Work order:
Give back the listing word for word, from top to bottom.

################

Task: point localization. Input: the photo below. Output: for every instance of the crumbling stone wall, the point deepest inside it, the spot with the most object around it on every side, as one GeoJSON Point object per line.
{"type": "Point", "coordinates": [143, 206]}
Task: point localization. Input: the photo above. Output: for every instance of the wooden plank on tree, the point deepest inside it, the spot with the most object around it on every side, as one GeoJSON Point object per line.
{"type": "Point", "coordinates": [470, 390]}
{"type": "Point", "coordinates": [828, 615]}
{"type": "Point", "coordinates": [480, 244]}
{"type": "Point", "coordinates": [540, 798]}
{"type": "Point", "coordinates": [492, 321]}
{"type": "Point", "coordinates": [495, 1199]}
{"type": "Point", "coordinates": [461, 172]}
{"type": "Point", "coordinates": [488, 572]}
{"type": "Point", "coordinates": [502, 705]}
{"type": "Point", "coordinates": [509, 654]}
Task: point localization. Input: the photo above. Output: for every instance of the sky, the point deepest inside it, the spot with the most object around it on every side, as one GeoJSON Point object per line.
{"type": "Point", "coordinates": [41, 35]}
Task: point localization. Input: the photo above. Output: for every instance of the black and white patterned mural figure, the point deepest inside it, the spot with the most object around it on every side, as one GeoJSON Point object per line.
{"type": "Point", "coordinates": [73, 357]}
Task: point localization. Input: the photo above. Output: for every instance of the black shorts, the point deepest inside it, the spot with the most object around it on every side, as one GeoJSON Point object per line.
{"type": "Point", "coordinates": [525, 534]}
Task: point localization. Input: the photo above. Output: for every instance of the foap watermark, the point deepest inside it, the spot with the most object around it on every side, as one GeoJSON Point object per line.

################

Exercise result:
Task: point localization. Input: the photo below. Output: for every instance of the crumbling stone wall, the point deepest inside it, the spot with the most object around it on every side, as one GeoJSON Point object per line.
{"type": "Point", "coordinates": [143, 206]}
Task: point localization. Input: the photo above. Output: for every instance of the wooden plank on tree, the point deepest inside it, the spot with the most object around it on every side, as one GeoJSON Point object per line.
{"type": "Point", "coordinates": [470, 390]}
{"type": "Point", "coordinates": [828, 615]}
{"type": "Point", "coordinates": [480, 244]}
{"type": "Point", "coordinates": [540, 798]}
{"type": "Point", "coordinates": [492, 321]}
{"type": "Point", "coordinates": [495, 1199]}
{"type": "Point", "coordinates": [461, 172]}
{"type": "Point", "coordinates": [488, 572]}
{"type": "Point", "coordinates": [502, 705]}
{"type": "Point", "coordinates": [509, 654]}
Task: point localization. Input: the photo above. Output: for every instance of the sky, the point deepest inside it, the spot with the most object around it on every side, as one GeoJSON Point object per line.
{"type": "Point", "coordinates": [41, 35]}
Task: point localization. Input: the photo above. Output: for every instance of the black and white patterned mural figure, the point deepest inside it, the spot with the most object around it on every side, as one GeoJSON Point object per line.
{"type": "Point", "coordinates": [73, 357]}
Task: point localization. Input: the photo above. Output: for every instance of the black shorts, the point deepest inside it, the spot with the most object around it on every side, as one GeoJSON Point object per line.
{"type": "Point", "coordinates": [525, 534]}
Task: point localization. Input: the photo above. Output: for every instance of the foap watermark, the point deepest inside it, the spot with the most object around it on every side, as one GeoJSON Point object per line.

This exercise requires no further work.